-- YOUR INSTRUCTIONS --
Please give the whole listing again exactly, without any of its pictures.

-- RECORDS TO PROCESS --
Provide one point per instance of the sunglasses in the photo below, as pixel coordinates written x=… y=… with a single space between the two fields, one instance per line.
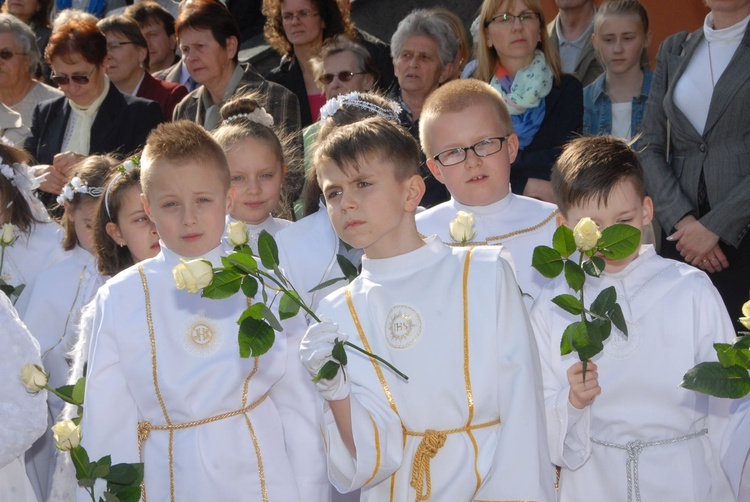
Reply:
x=6 y=54
x=78 y=79
x=343 y=76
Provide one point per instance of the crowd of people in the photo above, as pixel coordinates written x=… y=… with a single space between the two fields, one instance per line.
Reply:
x=407 y=185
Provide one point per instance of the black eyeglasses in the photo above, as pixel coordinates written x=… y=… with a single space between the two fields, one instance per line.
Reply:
x=344 y=76
x=483 y=148
x=78 y=79
x=6 y=54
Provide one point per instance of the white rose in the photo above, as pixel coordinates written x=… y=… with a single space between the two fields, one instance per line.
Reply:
x=33 y=377
x=67 y=435
x=462 y=228
x=8 y=234
x=586 y=234
x=745 y=319
x=193 y=275
x=237 y=233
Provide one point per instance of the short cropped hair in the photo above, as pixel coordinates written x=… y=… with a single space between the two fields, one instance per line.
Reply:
x=590 y=167
x=178 y=141
x=372 y=138
x=426 y=23
x=456 y=96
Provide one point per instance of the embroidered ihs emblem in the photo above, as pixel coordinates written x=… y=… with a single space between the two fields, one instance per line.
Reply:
x=201 y=336
x=403 y=327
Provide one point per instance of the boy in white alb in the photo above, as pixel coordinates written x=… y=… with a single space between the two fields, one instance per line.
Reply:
x=467 y=136
x=629 y=432
x=166 y=385
x=468 y=424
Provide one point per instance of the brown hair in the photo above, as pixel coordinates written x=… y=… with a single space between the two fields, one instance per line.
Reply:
x=590 y=167
x=209 y=15
x=335 y=22
x=128 y=28
x=93 y=171
x=77 y=37
x=181 y=140
x=487 y=57
x=456 y=96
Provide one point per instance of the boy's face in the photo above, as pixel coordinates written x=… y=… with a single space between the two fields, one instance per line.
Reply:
x=477 y=181
x=188 y=203
x=371 y=209
x=625 y=206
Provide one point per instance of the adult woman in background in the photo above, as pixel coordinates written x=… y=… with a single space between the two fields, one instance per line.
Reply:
x=514 y=55
x=128 y=64
x=92 y=117
x=19 y=59
x=296 y=29
x=697 y=131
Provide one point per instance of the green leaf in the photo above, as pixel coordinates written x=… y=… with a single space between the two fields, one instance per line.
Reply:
x=594 y=266
x=249 y=286
x=268 y=251
x=256 y=337
x=714 y=379
x=347 y=267
x=604 y=301
x=224 y=284
x=615 y=315
x=289 y=305
x=563 y=241
x=328 y=371
x=619 y=241
x=547 y=261
x=574 y=275
x=569 y=303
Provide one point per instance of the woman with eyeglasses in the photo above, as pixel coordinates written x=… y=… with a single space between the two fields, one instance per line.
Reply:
x=92 y=117
x=128 y=63
x=297 y=29
x=546 y=106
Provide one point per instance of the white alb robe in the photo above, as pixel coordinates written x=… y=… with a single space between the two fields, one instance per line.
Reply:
x=200 y=375
x=517 y=223
x=410 y=309
x=674 y=315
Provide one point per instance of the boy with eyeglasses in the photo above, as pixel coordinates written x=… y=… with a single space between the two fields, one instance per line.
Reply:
x=467 y=136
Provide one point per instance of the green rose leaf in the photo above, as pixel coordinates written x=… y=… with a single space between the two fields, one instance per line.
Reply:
x=563 y=241
x=255 y=337
x=268 y=251
x=619 y=241
x=289 y=305
x=569 y=303
x=604 y=301
x=574 y=275
x=714 y=379
x=594 y=266
x=547 y=261
x=224 y=284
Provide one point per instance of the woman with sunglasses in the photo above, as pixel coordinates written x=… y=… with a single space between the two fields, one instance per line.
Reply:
x=92 y=117
x=516 y=58
x=297 y=29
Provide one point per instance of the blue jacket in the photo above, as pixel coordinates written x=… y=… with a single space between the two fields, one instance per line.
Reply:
x=597 y=108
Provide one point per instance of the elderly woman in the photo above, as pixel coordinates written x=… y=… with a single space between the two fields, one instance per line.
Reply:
x=697 y=131
x=209 y=41
x=424 y=48
x=128 y=64
x=92 y=117
x=19 y=58
x=546 y=106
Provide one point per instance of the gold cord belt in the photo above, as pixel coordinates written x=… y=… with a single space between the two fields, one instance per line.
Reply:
x=431 y=442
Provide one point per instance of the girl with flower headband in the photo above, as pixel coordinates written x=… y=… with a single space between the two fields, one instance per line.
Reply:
x=256 y=158
x=37 y=244
x=52 y=306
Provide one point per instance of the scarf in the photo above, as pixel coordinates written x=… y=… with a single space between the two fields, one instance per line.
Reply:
x=80 y=138
x=524 y=95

-- TASK SOLUTION --
Provide one point per instance of the sunglasses in the photo below, as pixel coordinates written x=… y=… with a single space between the two fields, one instance per line.
Reply:
x=6 y=54
x=78 y=79
x=343 y=76
Provide one point per instance of the crowd of people in the photo above, as pixel coordinates written x=… y=… with a single space between the two fields, one instance per line.
Reply:
x=407 y=185
Provide one point per instance of the black eyeglasses in the photo above, as pixel coordinates written x=… y=… with a single space between the two fields, one instance per line.
Reply:
x=344 y=76
x=483 y=148
x=78 y=79
x=6 y=54
Provide one point per instance of the white rose in the photo above, as pixel coordinates written x=… y=… with a single space between the two fields, one instance per line.
Reply:
x=33 y=377
x=67 y=435
x=462 y=228
x=8 y=234
x=586 y=234
x=745 y=319
x=193 y=275
x=237 y=233
Provide one point per instance of the short cropped hair in the photo above, as pixel coordinates written x=… y=… with a single space between the two fields, one instance per line.
Reply:
x=590 y=167
x=178 y=141
x=372 y=138
x=426 y=23
x=456 y=96
Provide one point per instance of the embroidered ihs emblem in the photo above, as pixel coordinates written x=… y=… with a single space between the two fields, one instance per line.
Reply:
x=201 y=336
x=403 y=327
Provide one point per instance of the boy in white alb in the photo above, as pixel coordinates written x=… y=… with a single space between the two fields, one instance per line.
Reply:
x=467 y=136
x=629 y=432
x=166 y=385
x=468 y=424
Provide one point per instance of the brown hair in the photo above, as pixel coordinates written x=… y=… with a single space between the two fields, one instance per line.
Reply:
x=590 y=167
x=209 y=15
x=335 y=22
x=128 y=28
x=93 y=171
x=77 y=37
x=181 y=140
x=487 y=57
x=456 y=96
Provide one point per instance of the boy's face in the photo above, as pixel coordinates written x=… y=… with a single space between the two fields, one instance per line.
Reply:
x=477 y=181
x=188 y=203
x=371 y=209
x=625 y=206
Provide one point per instance of the adult woman in background in the photo above, as pixel coordinates written x=… y=… with a single space between the two fields, one instance per line.
Reply:
x=514 y=55
x=128 y=64
x=92 y=117
x=19 y=59
x=296 y=29
x=697 y=131
Provide one point per instance of the green leaf in the photo above, as pixel coordinates written x=… y=… with a single space between the two fields, one instance per line.
Reply:
x=594 y=266
x=249 y=286
x=268 y=251
x=256 y=337
x=714 y=379
x=347 y=267
x=604 y=301
x=224 y=284
x=615 y=315
x=289 y=305
x=563 y=241
x=328 y=371
x=619 y=241
x=547 y=261
x=574 y=275
x=569 y=303
Provide one point per instance of the woman with eyeglasses in the photo above, as pixel coordinates written x=… y=… with a single space between the two fields, one instance per line.
Reply:
x=92 y=117
x=128 y=63
x=297 y=29
x=546 y=106
Provide one point per instance of the white alb robe in the photo above, as pixel coordinates written x=… y=… with a single space between the two fields, one instance per line.
Reply:
x=200 y=375
x=517 y=223
x=410 y=309
x=674 y=315
Provide one point per instance of the boy with eyeglasses in the photo above, as pixel coordinates written x=… y=… with a single space between the two fields, one instance per line.
Reply:
x=467 y=136
Provide one point per instance of the green rose leaf in the photo above, as pixel coordinates written x=… y=… with a single space between the two fields, one instance per line.
Reply:
x=563 y=241
x=255 y=337
x=268 y=251
x=619 y=241
x=289 y=305
x=569 y=303
x=604 y=301
x=574 y=275
x=714 y=379
x=594 y=266
x=547 y=261
x=224 y=284
Provide one point per instance of the woman with sunglasses in the photo above, as pixel coordinates written x=… y=… with a single space between the two fields, one instance per line.
Reply:
x=92 y=117
x=516 y=58
x=297 y=29
Provide one point per instance of the blue jacket in the photo above, as pixel coordinates written x=… y=… with a single space between the two fields, one instance per line.
Reply:
x=597 y=108
Provide one point per instance of the elderly woman in the photo above, as pixel coordinates written x=… y=… with a single space between the two fields, one instance per line.
Reply:
x=697 y=131
x=209 y=41
x=424 y=48
x=128 y=64
x=92 y=117
x=19 y=58
x=546 y=106
Provide one point per instance of the gold cord belt in the photo above, as pixel coordinates written x=… y=… with a single space between the two fields, one instance per line.
Reply:
x=431 y=442
Provide one point per instance of the girl with flower headband in the photo above, as pixel coordinates written x=… y=… with a single space between the two fields, one instance per line.
Reply:
x=256 y=158
x=37 y=244
x=52 y=306
Provide one point per instance of the scarf in the photo above, as pixel coordinates written x=… y=… with a single space between the two fields, one instance per line.
Reply:
x=80 y=138
x=524 y=95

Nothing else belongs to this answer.